◆ **Data extracted from a collection**:
════════════════════
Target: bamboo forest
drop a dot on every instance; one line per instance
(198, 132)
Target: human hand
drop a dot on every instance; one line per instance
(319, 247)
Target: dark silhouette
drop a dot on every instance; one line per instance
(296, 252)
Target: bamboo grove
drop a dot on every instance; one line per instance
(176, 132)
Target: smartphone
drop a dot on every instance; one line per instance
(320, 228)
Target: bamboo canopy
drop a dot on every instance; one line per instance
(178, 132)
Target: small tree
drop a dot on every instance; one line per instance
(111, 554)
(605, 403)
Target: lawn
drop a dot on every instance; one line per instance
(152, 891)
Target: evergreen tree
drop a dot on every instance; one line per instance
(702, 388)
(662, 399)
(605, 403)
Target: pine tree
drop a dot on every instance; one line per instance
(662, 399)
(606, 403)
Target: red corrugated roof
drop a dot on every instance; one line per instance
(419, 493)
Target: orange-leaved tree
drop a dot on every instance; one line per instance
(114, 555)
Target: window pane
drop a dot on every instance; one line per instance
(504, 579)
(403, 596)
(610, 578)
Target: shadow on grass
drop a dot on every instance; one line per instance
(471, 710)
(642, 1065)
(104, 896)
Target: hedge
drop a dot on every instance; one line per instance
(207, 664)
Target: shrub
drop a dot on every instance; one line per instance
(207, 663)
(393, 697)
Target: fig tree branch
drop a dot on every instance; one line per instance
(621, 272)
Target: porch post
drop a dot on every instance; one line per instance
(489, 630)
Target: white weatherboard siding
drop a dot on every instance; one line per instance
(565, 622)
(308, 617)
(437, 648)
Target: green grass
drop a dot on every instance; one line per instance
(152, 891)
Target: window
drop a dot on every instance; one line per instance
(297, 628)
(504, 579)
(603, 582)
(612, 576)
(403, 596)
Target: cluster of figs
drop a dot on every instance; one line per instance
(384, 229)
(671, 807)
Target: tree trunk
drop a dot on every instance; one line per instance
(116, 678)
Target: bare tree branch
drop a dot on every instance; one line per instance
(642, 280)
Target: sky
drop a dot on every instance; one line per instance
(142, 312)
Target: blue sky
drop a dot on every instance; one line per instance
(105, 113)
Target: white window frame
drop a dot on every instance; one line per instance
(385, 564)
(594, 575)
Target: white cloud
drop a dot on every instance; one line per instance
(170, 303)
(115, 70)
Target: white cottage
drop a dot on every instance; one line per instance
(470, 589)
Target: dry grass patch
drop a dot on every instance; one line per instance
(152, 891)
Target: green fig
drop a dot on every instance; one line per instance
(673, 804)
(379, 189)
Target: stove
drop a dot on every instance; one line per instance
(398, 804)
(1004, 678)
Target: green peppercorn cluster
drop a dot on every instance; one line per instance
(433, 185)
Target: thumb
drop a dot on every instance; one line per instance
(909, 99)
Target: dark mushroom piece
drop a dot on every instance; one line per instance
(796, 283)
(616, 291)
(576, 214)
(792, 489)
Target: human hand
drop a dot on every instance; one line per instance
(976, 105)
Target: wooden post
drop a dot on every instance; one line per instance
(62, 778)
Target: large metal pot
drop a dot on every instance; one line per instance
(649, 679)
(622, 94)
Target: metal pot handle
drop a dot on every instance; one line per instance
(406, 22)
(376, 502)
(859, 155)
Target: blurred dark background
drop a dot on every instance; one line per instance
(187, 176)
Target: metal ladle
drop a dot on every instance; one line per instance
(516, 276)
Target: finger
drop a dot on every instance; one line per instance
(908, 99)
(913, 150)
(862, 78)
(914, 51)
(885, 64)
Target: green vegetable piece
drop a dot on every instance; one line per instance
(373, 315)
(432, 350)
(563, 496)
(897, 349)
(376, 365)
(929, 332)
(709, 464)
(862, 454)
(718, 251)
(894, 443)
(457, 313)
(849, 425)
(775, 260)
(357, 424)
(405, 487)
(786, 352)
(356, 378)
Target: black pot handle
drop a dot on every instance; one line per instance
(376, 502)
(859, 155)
════════════════════
◆ **The request**:
Return the listing above in full, character for character.

◆ **Answer in full**:
Target: bamboo forest
drop a dot on every instance; one line per instance
(198, 132)
Target: human hand
drop a dot on every instance; one line per instance
(319, 247)
Target: dark silhouette
drop a dot on every instance; one line per instance
(296, 252)
Target: bamboo grove
drop a dot on every instance; one line per instance
(176, 132)
Target: smartphone
drop a dot on every instance; one line per instance
(320, 228)
Target: bamboo canopy
drop a dot on every instance; one line per instance
(178, 132)
Target: small tree
drop a dot on every instance; one line per instance
(111, 554)
(605, 403)
Target: lawn
drop a dot on every instance; one line per instance
(152, 891)
Target: evergreen tree
drop a dot on every instance; one line per instance
(702, 388)
(662, 399)
(605, 403)
Target: pine tree
drop a dot on every instance; one line per instance
(662, 399)
(606, 403)
Target: red corrugated roof
drop a dot on every instance; one line per instance
(419, 493)
Target: orange-leaved tree
drop a dot on every instance; one line per instance
(114, 555)
Target: window pane
drop a dot on every instance; one line per instance
(504, 579)
(403, 596)
(610, 578)
Target: shadow on grass
drop a dot on every instance; one line per instance
(471, 710)
(642, 1065)
(104, 896)
Target: hedge
drop a dot on every instance; one line per instance
(207, 664)
Target: shrub
drop a dot on every instance; one line per instance
(207, 663)
(393, 697)
Target: fig tree branch
drop a dot on every instance; one line per instance
(621, 272)
Target: porch post
drop a dot on every instance; one line per instance
(489, 630)
Target: white weatherboard siding
drop a dot on every instance; one line per instance
(565, 622)
(308, 617)
(437, 648)
Target: green grass
drop a dot on every instance; one line per instance
(152, 891)
Target: window
drop a dot on every instance; one line per instance
(297, 628)
(504, 579)
(603, 582)
(612, 576)
(403, 596)
Target: cluster of figs
drop a dot on every instance; one line per instance
(384, 229)
(671, 807)
Target: tree trunk
drop a dot on every instance; one line per instance
(116, 678)
Target: bare tree branch
drop a dot on every instance; one line per instance
(642, 280)
Target: sky
drop a dot on every instance; one line per instance
(142, 312)
Target: blue sky
drop a dot on every instance; one line per instance
(105, 113)
Target: white window frame
drop a dot on every instance; one line per instance
(385, 564)
(594, 575)
Target: white cloud
drop a dot on every instance; one line per instance
(170, 303)
(115, 70)
Target: white cottage
drop a dot on every instance; one line per instance
(470, 589)
Target: dry grass patch
drop a dot on every instance; one line per instance
(152, 891)
Target: green fig
drop a dot on every instance; one line per instance
(673, 804)
(379, 189)
Target: stove
drop a dot on every instance; one line per instance
(398, 804)
(1004, 678)
Target: green peppercorn cluster
drop a dot on every instance; one line per instance
(433, 185)
Target: thumb
drop a dot on every instance; one line per instance
(909, 99)
Target: dark mushroom piece
drop a dot on every instance; one line per instance
(796, 283)
(616, 291)
(576, 214)
(792, 489)
Target: human hand
drop a dot on every instance; one line per instance
(976, 105)
Target: wooden post
drop a dot on every instance; one line per instance
(62, 778)
Target: large metal pot
drop a dot on every instance; one line per instance
(649, 679)
(622, 94)
Target: metal pot handle
drop a dot on every instance; one line per instance
(406, 22)
(376, 502)
(859, 155)
Target: blurred dark background
drop a dot on every instance; one line per instance
(187, 176)
Target: metal ladle
drop a dot on every instance; one line per instance
(516, 276)
Target: finger
drop a dot on every instance; one line per instance
(908, 99)
(913, 150)
(862, 78)
(914, 51)
(885, 64)
Target: green vegetable piece
drop a dot on every instance; one line per instance
(373, 315)
(432, 350)
(563, 496)
(897, 349)
(376, 365)
(929, 332)
(709, 464)
(862, 454)
(718, 251)
(894, 443)
(457, 313)
(849, 425)
(775, 260)
(357, 424)
(405, 487)
(786, 352)
(356, 378)
Target: black pot handle
drop a dot on every instance; one line per instance
(376, 502)
(859, 155)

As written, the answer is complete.